Exercises:
A: Reproduce the part of the scripture passage starting with "Then I heard" and going on through "head (Revelation 12:1).".
B: Report how many lines in the entries contain the string "side", matching case exactly. Give only the number.

Page excerpt:
:::::

In the sixth month, God sent the angel Gabriel to Nazareth, a town in Galilee, to a virgin pledged to be married to a man named Joseph, a descendant of David. The virgin’s name was Mary. The angel went to her and said, “Greetings, you who are highly favored! The Lord is with you.”

Mary was greatly troubled at his words and wondered what kind of greeting this might be. But the angel said to her, “Do not be afraid, Mary, you have found favor with God. You will be with child and give birth to a son, and you are to give him the name Jesus. He will be great and will be called the Son of the Most High. The Lord God will give him the throne of his father David, and he will reign over the house of Jacob forever; his kingdom will never end.”

“How will this be,” Mary asked the angel, “since I am a virgin?”

The angel answered, “The Holy Spirit will come upon you, and the power of the Most High will overshadow you. So the holy one to be born will be called the Son of God. Even Elizabeth your relative is going to have a child in her old age, and she who was said to be barren is in her sixth month. For nothing is impossible with God.”

“I am the Lord’s servant,” Mary answered. “May it be to me as you have said.” Then the angel left her.

Revelation 12:1-12 NIV

A great and wondrous sign appeared in heaven: a woman clothed with the sun, with the moon under her feet and a crown of twelve stars on her head. She was pregnant and cried out in pain as she was about to give birth. Then another sign appeared in heaven: an enormous red dragon with seven heads and ten horns and seven crowns on his heads. His tail swept a third of the stars out of the sky and flung them to the earth. The dragon stood in front of the woman who was about to give birth, so that he might devour her child the moment it was born. She gave birth to a son, a male child, who will rule all the nations with an iron scepter. And her child was snatched up to God and to his throne. The woman fled into the desert to a place prepared for her by God, where she might be taken care of for 1,260 days.

And there was war in heaven. Michael and his angels fought against the dragon, and the dragon and his angels fought back. But he was not strong enough, and they lost their place in heaven. The great dragon was hurled down — that ancient serpent called the devil, or Satan, who leads the whole world astray. He was hurled to the earth, and his angels with him.

Then I heard a loud voice in heaven say: “Now have come the salvation and the power and the kingdom of our God, and the authority of his Christ. For the accuser of our brothers, who accuses them before our God day and night, has been hurled down. They overcame him by the blood of the Lamb and by the word of their testimony; they did not love their lives so much as to shrink from death. Therefore rejoice, you heavens and you who dwell in them! But woe to the earth and the sea, because the devil has gone down to you! He is filled with fury, because he knows that his time is short.”


A great and wondrous sign appeared in heaven: a woman clothed with the sun, with the moon under her feet and a crown of twelve stars on her head (Revelation 12:1).

:::::

Data provided:

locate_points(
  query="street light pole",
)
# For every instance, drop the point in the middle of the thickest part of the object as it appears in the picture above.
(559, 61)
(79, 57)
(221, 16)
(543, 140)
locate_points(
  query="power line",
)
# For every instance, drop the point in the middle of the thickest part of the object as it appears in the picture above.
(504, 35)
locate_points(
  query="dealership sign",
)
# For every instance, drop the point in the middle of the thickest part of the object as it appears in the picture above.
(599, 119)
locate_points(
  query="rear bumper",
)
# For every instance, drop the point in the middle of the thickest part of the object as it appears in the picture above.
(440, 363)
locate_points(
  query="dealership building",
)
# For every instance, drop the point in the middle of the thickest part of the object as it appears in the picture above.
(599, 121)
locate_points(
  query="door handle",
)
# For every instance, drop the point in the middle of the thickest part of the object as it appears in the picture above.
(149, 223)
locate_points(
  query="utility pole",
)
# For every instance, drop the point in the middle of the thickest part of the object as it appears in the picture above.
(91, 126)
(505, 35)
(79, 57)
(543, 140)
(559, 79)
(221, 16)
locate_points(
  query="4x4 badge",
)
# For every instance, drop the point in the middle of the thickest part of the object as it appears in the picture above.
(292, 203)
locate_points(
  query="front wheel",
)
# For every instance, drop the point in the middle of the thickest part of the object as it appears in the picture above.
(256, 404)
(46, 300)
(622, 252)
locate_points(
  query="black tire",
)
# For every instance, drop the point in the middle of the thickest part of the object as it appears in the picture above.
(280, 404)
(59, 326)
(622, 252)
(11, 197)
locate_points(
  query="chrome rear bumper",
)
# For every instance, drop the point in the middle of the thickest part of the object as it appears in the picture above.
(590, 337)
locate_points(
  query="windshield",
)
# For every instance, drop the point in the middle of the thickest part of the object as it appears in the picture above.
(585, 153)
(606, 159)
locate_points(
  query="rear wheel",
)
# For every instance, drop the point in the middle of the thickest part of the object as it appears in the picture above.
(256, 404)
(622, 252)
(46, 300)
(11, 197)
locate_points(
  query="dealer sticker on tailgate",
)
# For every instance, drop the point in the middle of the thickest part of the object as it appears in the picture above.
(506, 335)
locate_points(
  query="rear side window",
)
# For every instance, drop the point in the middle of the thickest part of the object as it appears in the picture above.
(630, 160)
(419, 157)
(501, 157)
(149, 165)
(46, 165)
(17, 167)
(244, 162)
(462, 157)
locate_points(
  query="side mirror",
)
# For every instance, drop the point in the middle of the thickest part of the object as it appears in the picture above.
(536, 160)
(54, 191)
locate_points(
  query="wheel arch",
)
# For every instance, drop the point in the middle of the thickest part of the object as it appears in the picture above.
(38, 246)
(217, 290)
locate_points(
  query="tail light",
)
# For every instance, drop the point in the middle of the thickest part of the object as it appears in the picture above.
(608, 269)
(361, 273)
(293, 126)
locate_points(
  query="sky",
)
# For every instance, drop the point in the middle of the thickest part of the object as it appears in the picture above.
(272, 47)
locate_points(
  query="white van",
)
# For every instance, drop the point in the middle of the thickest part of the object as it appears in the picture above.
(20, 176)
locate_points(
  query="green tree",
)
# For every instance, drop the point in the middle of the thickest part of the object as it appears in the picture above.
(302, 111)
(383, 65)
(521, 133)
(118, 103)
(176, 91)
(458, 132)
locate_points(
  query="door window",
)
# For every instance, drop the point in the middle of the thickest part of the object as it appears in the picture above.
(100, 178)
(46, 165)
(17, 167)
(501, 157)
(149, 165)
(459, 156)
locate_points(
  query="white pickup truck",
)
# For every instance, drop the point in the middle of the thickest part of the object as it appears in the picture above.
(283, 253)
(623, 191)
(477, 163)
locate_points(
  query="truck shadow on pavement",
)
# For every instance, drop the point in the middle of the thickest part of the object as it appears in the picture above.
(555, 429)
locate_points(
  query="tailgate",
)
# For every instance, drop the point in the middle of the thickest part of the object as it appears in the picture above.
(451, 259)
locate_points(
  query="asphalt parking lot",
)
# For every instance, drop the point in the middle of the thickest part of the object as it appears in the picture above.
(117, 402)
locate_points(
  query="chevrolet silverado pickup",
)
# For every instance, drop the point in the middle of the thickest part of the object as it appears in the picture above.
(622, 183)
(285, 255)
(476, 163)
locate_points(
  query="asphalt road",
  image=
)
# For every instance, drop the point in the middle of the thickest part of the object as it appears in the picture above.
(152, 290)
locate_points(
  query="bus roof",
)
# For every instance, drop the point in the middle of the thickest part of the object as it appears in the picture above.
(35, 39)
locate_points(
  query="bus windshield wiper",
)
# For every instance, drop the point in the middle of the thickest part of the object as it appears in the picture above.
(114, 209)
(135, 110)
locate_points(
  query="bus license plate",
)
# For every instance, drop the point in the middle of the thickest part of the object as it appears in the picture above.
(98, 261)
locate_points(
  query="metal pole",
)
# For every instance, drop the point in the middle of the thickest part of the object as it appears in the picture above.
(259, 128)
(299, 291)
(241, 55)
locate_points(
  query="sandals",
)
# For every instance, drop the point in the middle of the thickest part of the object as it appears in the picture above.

:::::

Worked answers:
A:
Then I heard a loud voice in heaven say: “Now have come the salvation and the power and the kingdom of our God, and the authority of his Christ. For the accuser of our brothers, who accuses them before our God day and night, has been hurled down. They overcame him by the blood of the Lamb and by the word of their testimony; they did not love their lives so much as to shrink from death. Therefore rejoice, you heavens and you who dwell in them! But woe to the earth and the sea, because the devil has gone down to you! He is filled with fury, because he knows that his time is short.”


A great and wondrous sign appeared in heaven: a woman clothed with the sun, with the moon under her feet and a crown of twelve stars on her head (Revelation 12:1).

B: 2